*GIVEN PROBLEM A*
Show each line of the rows below that contains the word "point".

*TEXT*
◇ ◇ ◇ ◇ ◇ ◇ ◇

Establishing a Vibration Baseline on a Sullair Rotary Screw Compressor

Establishing a Vibration Baseline on a Sullair Rotary Screw Compressor

April 16, 2026 | Casestudy

Industry: Industrial Manufacturing

Equipment: Sullair Enclosed Rotary Screw Compressor

Monitoring Tool: QI2500 Vibration & Temperature Sensor

The Challenge

Compressed air is one of the most critical utilities in a manufacturing facility. When a compressor goes down unexpectedly, production stops — sometimes instantly.

The customer wanted to:

  • Establish a vibration baseline
  • Understand the mechanical condition of the compressor
  • Detect potential problems early
  • Avoid subscription-based monitoring systems
  • Maintain control of their own data

They requested a complementary on-site assessment using the QI2500 vibration sensor.

◇ ◇ ◇ ◇ ◇ ◇ ◇

*RECORD EXTRACTS*
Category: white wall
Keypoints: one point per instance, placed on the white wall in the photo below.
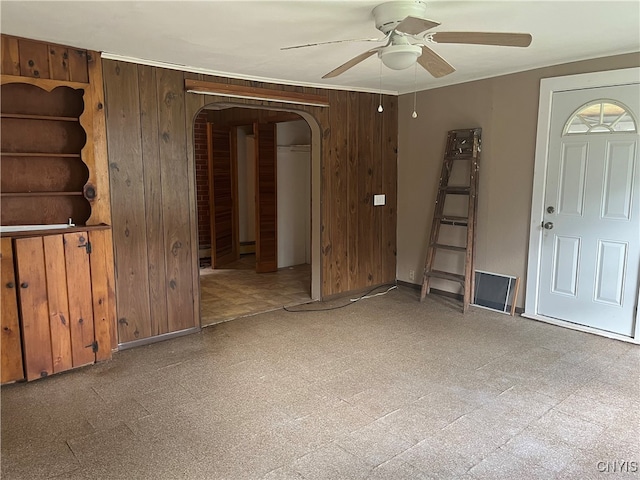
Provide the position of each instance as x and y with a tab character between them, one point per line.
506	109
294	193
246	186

◇ ◇ ◇ ◇ ◇ ◇ ◇

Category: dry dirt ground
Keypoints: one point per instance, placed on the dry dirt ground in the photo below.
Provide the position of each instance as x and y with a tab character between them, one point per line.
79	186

◇ ◇ ◇ ◇ ◇ ◇ ◇

*GIVEN PROBLEM B*
Output the passage of the compressor case study above word for word, starting at "The customer wanted" and ending at "QI2500 vibration sensor.".

*COMPLETE OUTPUT A*
Keypoints: one point per instance, placed on the white wall in the photo below.
Provide the position of each instance as x and y with a tab character between them, one point per line.
Keypoints: one point per instance, placed on the dry dirt ground in the photo below.
Provide the position of each instance as x and y with a tab character between them, one point per line.

*COMPLETE OUTPUT B*
The customer wanted to:

  • Establish a vibration baseline
  • Understand the mechanical condition of the compressor
  • Detect potential problems early
  • Avoid subscription-based monitoring systems
  • Maintain control of their own data

They requested a complementary on-site assessment using the QI2500 vibration sensor.